Repeat word for word everything from the line containing "Report the location of every instance of the pallet" to the end of the listing, first and last lines included, and only that.

Items listed in a dataset:
=======

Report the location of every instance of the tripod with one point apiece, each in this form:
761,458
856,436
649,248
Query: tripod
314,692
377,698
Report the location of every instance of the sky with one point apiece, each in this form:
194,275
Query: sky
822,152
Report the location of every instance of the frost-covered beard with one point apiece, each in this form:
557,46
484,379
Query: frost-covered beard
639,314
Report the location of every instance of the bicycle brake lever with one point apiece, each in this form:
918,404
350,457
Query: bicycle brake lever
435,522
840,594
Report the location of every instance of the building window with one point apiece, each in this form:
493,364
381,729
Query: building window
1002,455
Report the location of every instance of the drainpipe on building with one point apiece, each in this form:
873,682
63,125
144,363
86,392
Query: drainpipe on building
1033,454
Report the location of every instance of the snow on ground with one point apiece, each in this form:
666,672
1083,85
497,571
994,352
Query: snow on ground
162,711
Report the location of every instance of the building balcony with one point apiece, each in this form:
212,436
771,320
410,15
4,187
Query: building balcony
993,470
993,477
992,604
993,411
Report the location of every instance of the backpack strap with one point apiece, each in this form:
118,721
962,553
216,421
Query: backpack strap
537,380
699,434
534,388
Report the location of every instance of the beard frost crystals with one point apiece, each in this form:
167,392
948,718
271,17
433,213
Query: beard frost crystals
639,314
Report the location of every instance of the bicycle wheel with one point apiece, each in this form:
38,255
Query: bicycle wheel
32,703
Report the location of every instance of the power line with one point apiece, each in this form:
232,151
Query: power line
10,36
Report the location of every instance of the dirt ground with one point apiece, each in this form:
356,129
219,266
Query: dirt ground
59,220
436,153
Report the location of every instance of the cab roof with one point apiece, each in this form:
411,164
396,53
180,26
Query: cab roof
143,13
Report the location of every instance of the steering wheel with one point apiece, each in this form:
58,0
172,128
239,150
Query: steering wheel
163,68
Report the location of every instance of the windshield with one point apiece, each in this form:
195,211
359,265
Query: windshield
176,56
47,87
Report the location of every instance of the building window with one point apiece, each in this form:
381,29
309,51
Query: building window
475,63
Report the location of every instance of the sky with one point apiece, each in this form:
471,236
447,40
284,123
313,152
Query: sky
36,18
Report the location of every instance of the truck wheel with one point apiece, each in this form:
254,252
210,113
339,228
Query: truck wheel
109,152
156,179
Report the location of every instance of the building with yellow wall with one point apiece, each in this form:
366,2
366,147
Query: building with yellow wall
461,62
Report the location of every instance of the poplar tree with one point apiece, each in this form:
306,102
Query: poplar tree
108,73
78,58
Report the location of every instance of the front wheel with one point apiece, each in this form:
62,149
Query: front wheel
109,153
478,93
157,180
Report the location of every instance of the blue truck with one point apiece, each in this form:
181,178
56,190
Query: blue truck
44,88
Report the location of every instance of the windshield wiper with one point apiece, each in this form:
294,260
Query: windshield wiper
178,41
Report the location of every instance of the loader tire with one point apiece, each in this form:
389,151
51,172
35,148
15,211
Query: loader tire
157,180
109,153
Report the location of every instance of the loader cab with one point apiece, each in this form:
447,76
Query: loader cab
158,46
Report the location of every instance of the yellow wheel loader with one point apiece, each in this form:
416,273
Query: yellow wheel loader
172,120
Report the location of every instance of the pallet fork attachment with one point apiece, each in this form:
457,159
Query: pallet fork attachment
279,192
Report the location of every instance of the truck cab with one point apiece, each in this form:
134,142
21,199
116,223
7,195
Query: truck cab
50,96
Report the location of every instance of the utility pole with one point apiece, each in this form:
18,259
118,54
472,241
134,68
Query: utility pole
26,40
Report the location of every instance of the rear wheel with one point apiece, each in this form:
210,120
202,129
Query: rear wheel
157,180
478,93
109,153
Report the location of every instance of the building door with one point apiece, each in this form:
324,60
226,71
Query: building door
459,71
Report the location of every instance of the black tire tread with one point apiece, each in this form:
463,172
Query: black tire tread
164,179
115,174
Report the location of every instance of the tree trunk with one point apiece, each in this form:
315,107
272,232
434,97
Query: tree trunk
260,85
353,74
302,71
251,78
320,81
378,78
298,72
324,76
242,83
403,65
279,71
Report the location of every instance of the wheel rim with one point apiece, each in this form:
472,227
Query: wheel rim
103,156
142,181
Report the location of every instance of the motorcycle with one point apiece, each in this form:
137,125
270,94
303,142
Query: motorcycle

=======

* Exercise solution *
Report the location of every instance of the pallet fork attachment with one point apiece, each in this form:
457,159
Query: pallet fork attachment
279,192
Report the location of every instance of the truck cab with one point apiece, each in this form:
134,142
21,199
116,223
7,195
Query: truck cab
50,96
Report the location of every instance of the utility pole with one point apiece, each in this form:
18,259
118,54
472,241
134,68
Query: utility pole
26,40
Report the location of every instance of the rear wheel with one point apiece, each in this form:
210,120
202,129
Query: rear wheel
157,180
478,93
109,153
Report the location of every instance of the building door with one point apiece, each in this form:
324,60
226,71
Query: building door
459,71
Report the location of every instance of the black tire tread with one point apiece, each in this form:
463,172
Query: black tire tread
164,179
115,174
Report the location of every instance of the tree trunk with one point apiece, each in this form:
315,107
272,232
434,97
Query: tree trunk
260,85
353,74
302,71
251,78
320,81
378,78
298,72
324,76
242,83
403,65
279,71
Report the location of every instance of the wheel rim with one point apiece, each in this form:
472,227
Query: wheel rim
103,156
142,181
Report the location of every instance of the motorcycle with one point apiece, each in this form:
137,125
270,94
303,142
Query: motorcycle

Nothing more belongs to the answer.